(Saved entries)
((

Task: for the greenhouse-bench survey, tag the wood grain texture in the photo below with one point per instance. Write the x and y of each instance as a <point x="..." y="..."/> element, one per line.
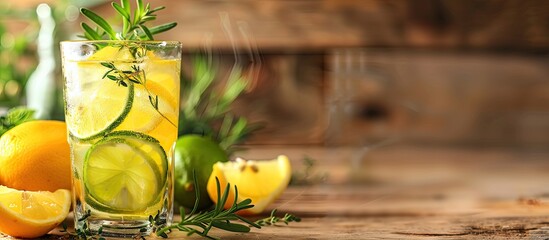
<point x="403" y="192"/>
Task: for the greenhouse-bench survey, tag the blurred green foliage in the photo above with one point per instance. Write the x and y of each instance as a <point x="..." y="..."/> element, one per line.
<point x="17" y="58"/>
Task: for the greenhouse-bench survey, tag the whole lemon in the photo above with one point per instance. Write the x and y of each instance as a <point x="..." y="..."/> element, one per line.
<point x="196" y="154"/>
<point x="35" y="156"/>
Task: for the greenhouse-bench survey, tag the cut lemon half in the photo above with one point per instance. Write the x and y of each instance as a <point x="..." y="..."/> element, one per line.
<point x="125" y="172"/>
<point x="101" y="106"/>
<point x="28" y="214"/>
<point x="260" y="181"/>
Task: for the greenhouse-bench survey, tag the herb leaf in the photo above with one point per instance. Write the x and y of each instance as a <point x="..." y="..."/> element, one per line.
<point x="14" y="117"/>
<point x="99" y="21"/>
<point x="133" y="27"/>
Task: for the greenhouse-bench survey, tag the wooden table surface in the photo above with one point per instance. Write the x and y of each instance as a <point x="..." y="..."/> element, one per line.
<point x="411" y="193"/>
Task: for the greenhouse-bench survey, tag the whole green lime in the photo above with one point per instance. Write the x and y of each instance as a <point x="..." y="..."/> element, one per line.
<point x="195" y="153"/>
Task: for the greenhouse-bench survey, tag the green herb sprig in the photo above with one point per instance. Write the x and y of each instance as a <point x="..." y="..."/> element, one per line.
<point x="134" y="76"/>
<point x="133" y="27"/>
<point x="201" y="223"/>
<point x="273" y="219"/>
<point x="14" y="117"/>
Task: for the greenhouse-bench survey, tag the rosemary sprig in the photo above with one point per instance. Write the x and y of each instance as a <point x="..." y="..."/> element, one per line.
<point x="201" y="223"/>
<point x="273" y="219"/>
<point x="133" y="27"/>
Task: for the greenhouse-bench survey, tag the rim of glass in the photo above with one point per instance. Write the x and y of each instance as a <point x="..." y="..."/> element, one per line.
<point x="148" y="42"/>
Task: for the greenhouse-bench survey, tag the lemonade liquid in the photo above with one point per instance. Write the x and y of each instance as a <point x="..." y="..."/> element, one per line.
<point x="121" y="109"/>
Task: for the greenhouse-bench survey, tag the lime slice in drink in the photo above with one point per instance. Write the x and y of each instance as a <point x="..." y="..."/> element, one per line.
<point x="144" y="116"/>
<point x="100" y="107"/>
<point x="125" y="172"/>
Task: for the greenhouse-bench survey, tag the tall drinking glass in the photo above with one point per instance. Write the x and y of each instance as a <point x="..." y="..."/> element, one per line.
<point x="121" y="110"/>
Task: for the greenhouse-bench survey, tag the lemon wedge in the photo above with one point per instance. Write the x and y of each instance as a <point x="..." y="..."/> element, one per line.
<point x="260" y="181"/>
<point x="28" y="214"/>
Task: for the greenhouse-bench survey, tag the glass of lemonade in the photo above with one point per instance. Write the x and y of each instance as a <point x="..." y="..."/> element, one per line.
<point x="122" y="114"/>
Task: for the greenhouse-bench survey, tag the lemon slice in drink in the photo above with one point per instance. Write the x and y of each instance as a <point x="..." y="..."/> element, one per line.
<point x="125" y="172"/>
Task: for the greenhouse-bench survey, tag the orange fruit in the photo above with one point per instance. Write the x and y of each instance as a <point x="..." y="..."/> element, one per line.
<point x="35" y="156"/>
<point x="260" y="181"/>
<point x="27" y="214"/>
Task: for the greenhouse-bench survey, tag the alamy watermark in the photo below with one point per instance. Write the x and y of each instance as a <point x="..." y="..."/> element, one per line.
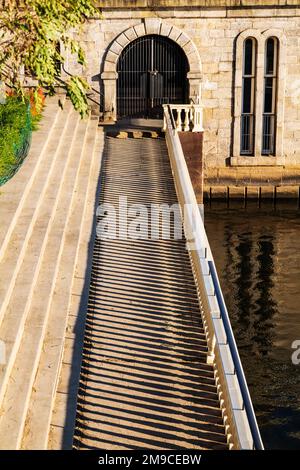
<point x="2" y="353"/>
<point x="126" y="221"/>
<point x="296" y="353"/>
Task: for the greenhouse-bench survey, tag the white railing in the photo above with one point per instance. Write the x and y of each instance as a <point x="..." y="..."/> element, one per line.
<point x="237" y="410"/>
<point x="187" y="117"/>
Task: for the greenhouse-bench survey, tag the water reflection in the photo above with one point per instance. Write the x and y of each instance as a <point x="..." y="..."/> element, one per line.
<point x="257" y="253"/>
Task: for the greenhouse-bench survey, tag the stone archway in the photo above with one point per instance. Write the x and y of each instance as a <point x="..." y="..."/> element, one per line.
<point x="148" y="26"/>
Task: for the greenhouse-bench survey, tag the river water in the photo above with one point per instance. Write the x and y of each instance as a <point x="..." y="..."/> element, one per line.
<point x="257" y="254"/>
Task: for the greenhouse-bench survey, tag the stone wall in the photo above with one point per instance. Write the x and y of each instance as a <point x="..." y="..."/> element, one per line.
<point x="214" y="32"/>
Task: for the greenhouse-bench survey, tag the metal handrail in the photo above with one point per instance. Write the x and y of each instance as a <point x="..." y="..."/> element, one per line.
<point x="232" y="379"/>
<point x="236" y="360"/>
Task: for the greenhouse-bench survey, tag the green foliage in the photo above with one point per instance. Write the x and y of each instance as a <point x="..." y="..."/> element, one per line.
<point x="14" y="122"/>
<point x="30" y="36"/>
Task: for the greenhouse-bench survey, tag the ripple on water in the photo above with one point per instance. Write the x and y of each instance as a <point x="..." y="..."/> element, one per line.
<point x="257" y="253"/>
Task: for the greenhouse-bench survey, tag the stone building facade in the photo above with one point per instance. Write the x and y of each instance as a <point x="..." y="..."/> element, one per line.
<point x="213" y="35"/>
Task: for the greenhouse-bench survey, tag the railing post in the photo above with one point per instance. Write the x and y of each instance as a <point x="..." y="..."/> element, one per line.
<point x="178" y="120"/>
<point x="197" y="118"/>
<point x="186" y="127"/>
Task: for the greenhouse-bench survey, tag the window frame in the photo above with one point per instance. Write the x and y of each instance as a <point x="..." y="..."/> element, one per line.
<point x="248" y="118"/>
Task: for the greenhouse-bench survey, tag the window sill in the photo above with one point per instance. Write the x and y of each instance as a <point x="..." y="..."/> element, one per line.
<point x="244" y="160"/>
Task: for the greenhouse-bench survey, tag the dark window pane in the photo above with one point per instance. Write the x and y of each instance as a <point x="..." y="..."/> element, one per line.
<point x="247" y="95"/>
<point x="268" y="105"/>
<point x="270" y="55"/>
<point x="248" y="57"/>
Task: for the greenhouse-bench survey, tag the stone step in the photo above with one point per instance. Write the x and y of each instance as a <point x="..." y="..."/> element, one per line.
<point x="14" y="193"/>
<point x="50" y="282"/>
<point x="44" y="388"/>
<point x="19" y="229"/>
<point x="26" y="267"/>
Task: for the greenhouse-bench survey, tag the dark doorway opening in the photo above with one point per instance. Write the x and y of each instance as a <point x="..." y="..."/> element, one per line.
<point x="152" y="71"/>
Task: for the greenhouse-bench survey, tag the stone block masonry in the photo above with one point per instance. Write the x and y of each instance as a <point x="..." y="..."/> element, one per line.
<point x="208" y="31"/>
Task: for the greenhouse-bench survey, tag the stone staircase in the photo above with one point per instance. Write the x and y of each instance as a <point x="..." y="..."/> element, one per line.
<point x="41" y="211"/>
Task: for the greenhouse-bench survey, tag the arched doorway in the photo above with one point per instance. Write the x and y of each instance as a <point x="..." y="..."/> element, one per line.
<point x="152" y="71"/>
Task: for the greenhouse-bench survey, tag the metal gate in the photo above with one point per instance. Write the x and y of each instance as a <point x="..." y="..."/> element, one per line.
<point x="152" y="71"/>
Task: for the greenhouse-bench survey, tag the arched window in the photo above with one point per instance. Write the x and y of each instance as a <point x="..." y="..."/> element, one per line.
<point x="270" y="97"/>
<point x="248" y="97"/>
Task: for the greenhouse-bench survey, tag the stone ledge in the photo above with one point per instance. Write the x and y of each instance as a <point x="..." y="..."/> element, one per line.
<point x="106" y="4"/>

))

> REQUIRED ACTION
Word for word, copy the line containing "Task: for the greenhouse-bench survey, tag the arched window" and each line after it to the end of the records, and nothing besides.

> REPLY
Task: for the greenhouse-bench survey, tag the arched window in the photo above with one point per instance. Write the x and y of each instance as a <point x="..." y="..."/> element, one per line.
<point x="270" y="97"/>
<point x="248" y="97"/>
Task: for the greenhouse-bench survey, tag the stone ledge in the photo above with one point per instance. Write the x and y of each instance as a <point x="..." y="..."/> element, one per line.
<point x="106" y="4"/>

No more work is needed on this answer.